=== Lesetext ===
Im Großen Festspielhaus Salzburg, zur Eröffnung der Osterfestspiele, klingt
das so: sehr lyrisch, sehr zurückgenommen, was Raum zur Gestaltung und zum
Texttransport eröffnet. Man ist überrascht von Kaufmanns Filigranarbeit,
lässt sich – abgesehen von den 50er-Jahre-Schluchzern – sogar verzaubern.
Nur: Viel kommt dann nicht mehr. Kaufmann, der zu Beginn seines sechsten
Lebensjahrzehnts die Checkliste der großen Heldenpartien abhakt, ist ja klug
genug. Die Blöße, dass hier einer zu weit übers Stimmfach hinausgreift, will
er sich nicht geben. Also laviert er sich mit angezogener Handbremse durchs
Stück. In der gefürchteten „Erbarm’ dich“-Klage am Ende des zweiten Akts
blendet er sich fast säuselnd weg. Um in der finalen, bequemer gelagerten
„Rom-Erzählung“ expressive, drastische Mini-Momente nachzureichen. Ergebnis
ist: Kaufmann kommt durch, allerdings nur im Eco-Gang. Vom Existenziellen
der Partie, von der lodernden Erotik, vom tödlichen Scheitern an der Liebe,
vom gesellschaftlichen Grenzgang Tannhäusers, der sich eben auch klanglich
manifestiert, hört man fast nichts
Unheilige Allianz zwischen
Dirigent und Regisseur
Für die Osterfestspiele, weltweit exklusivstes
Festival, ist Kaufmann Lockvogel Nummer eins. Die Rechnung geht auf. Alle
drei Aufführungen sind bei Preisen bis zu 490 Euro ausverkauft. Es ist das
Jahr eins nach Christian Thielemann und seiner Staatskapelle Dresden, die
man bekanntlich hinauskomplimentiert hat. Und damit ein schweres Erbe für
Andris Nelsons und sein Gewandhausorchester Leipzig, die nur für einen
Festival-Durchgang an die Salzach reisten. Tatsächlich wird dieses
Engagement zum größten Problemfall der Premiere.
Nelsons liebt die
Partitur, das merkt man. In manche Details ist er geradezu verknallt. So
sehr, dass der Abend schon im Venusberg zu versickern droht. Statt Ecstasy
hat das Liebesvolk dort Tranquilizer eingeworfen. Und auch sonst hängt die
Deutung gefährlich durch. Zupackendes gibt’s nur bei den hingeklotzten
Akt-Schlüssen. Vieles ist fein und kundig hervorgehoben, manches auch,
Zeitlupe kann ein Orchester stressen, intonatorisch knapp. Statt Drama
vernimmt man Geschmäcklerisches. Eine unheilige Allianz mit der Regie ist
die Folge.

=== Datensatzauszüge ===

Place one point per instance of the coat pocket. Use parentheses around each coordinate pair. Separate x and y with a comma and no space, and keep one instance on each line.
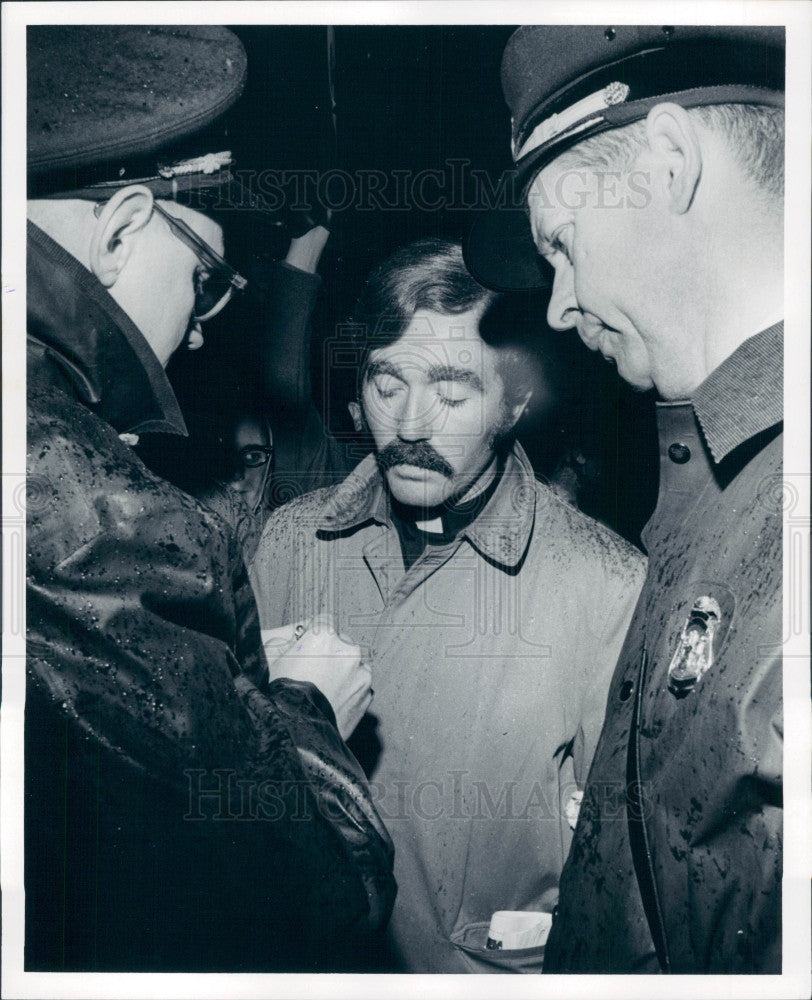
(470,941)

==

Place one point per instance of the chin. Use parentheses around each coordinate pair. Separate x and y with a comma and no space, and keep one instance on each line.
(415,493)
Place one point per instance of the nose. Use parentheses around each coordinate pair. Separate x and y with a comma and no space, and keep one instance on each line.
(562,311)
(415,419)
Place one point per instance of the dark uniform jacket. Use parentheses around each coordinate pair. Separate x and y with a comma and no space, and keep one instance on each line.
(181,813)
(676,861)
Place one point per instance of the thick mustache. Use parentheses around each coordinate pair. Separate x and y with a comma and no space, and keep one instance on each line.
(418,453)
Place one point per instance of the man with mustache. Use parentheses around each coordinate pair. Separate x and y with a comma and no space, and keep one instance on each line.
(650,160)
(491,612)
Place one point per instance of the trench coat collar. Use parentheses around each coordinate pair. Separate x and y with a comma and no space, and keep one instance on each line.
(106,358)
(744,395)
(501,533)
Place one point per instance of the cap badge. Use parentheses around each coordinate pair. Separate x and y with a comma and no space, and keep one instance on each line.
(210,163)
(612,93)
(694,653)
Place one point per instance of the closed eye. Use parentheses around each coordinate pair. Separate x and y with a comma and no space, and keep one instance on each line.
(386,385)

* * *

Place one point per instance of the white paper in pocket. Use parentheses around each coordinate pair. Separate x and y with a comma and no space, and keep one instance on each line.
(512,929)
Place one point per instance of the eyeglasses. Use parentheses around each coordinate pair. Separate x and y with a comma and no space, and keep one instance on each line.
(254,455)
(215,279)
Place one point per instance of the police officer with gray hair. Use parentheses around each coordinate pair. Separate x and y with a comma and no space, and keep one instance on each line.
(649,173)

=== Aufgabe ===
Geben Sie aus der Rezension den Abschnitt zwischen „Im Großen Festspielhaus“ und „50er-Jahre-Schluchzern – sogar verzaubern.“ wortgetreu wieder, beide Stellen jeweils eingeschlossen. Stützen Sie sich ausschließlich auf die Rezension und nicht auf die Datensätze.

=== Lösung ===
Im Großen Festspielhaus Salzburg, zur Eröffnung der Osterfestspiele, klingt
das so: sehr lyrisch, sehr zurückgenommen, was Raum zur Gestaltung und zum
Texttransport eröffnet. Man ist überrascht von Kaufmanns Filigranarbeit,
lässt sich – abgesehen von den 50er-Jahre-Schluchzern – sogar verzaubern.